DO THIS »
Write every line out verbatim and omit the pictures.
___ DATA EXTRACT
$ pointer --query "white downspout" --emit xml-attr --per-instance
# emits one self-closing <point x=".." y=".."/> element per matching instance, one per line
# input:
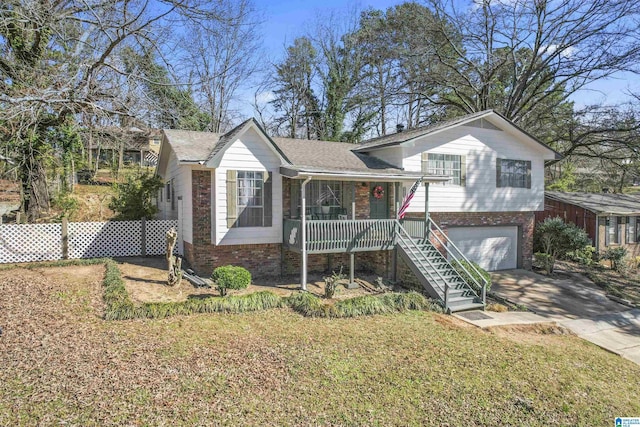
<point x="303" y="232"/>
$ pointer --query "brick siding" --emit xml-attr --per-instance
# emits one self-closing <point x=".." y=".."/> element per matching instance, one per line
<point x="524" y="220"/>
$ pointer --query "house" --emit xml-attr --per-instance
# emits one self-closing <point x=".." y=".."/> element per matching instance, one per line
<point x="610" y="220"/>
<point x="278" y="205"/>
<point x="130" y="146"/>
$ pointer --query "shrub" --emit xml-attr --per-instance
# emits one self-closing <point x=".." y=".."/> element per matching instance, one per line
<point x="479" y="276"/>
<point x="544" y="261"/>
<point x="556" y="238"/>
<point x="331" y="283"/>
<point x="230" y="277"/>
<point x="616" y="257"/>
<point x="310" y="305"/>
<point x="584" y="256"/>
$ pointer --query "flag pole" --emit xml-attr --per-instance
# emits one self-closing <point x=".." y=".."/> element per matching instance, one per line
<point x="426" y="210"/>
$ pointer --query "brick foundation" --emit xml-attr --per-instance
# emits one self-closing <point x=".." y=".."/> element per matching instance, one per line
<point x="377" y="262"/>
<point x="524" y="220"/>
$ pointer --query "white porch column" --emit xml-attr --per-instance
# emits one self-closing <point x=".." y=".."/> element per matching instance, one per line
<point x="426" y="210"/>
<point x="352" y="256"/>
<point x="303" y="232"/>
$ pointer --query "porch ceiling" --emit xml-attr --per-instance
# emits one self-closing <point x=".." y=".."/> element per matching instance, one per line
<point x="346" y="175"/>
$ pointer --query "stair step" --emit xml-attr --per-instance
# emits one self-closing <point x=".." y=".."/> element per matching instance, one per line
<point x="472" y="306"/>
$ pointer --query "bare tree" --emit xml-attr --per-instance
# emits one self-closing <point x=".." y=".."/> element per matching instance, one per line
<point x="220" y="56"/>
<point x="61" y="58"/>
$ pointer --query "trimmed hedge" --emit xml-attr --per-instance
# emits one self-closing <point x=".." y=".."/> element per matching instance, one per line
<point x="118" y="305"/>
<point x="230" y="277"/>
______
CORRECT OUTPUT »
$ pointer --query "white downspout" --emit xml-attr --per-instance
# emits one self-closing <point x=".." y=".."/> element per matching instance, one per line
# input:
<point x="303" y="232"/>
$ pointer --query "brick siding" --emit xml-attr --per-instance
# emits one self-closing <point x=".." y=".."/> element per matching instance, one per line
<point x="524" y="220"/>
$ pointer --query "house" --emit xml-attr --per-instance
# emits one self-closing <point x=".." y=".."/> element per matching instance, one per line
<point x="610" y="220"/>
<point x="278" y="205"/>
<point x="130" y="146"/>
$ pointer --query "shrub" --emit xml-attr --per-instance
# emits one self-closing <point x=".." y=".."/> element per matching instance, one per line
<point x="479" y="276"/>
<point x="544" y="261"/>
<point x="556" y="238"/>
<point x="331" y="283"/>
<point x="230" y="277"/>
<point x="616" y="257"/>
<point x="310" y="305"/>
<point x="584" y="256"/>
$ pointer --query "flag pole" --emit xml-attr --per-instance
# emits one self-closing <point x=".." y=".."/> element per matching instance, one per line
<point x="426" y="210"/>
$ pointer --query "brick foundation" --emit xml-attr --per-instance
# emits one self-closing <point x=".." y=".."/> element per matching instance, one per line
<point x="377" y="262"/>
<point x="524" y="220"/>
$ pointer --query "white porch column" --emit xml-attr --per-instance
# emits one self-closing <point x=".." y=".."/> element per matching instance, one per line
<point x="426" y="210"/>
<point x="352" y="256"/>
<point x="303" y="232"/>
$ pointer --query "porch ceiling" --emit xml-attr --per-instance
# emits one self-closing <point x=".." y=".."/> element per matching instance, one per line
<point x="346" y="175"/>
$ pointer --query "stair step" --emit xml-attr --per-instance
# emits one self-closing <point x=".." y=".."/> element per matching instance, one per line
<point x="472" y="306"/>
$ pointer --query "bare tree" --emit xml-attr --per-instance
# emits one self-closing <point x=".." y=".."/> element per matching instance, one per line
<point x="220" y="56"/>
<point x="61" y="58"/>
$ pointer --query "trimmed hedge" --emit xml-attr --per-instance
# emits one self-closing <point x=".." y=".."/> element per matching instance, one per line
<point x="118" y="305"/>
<point x="230" y="277"/>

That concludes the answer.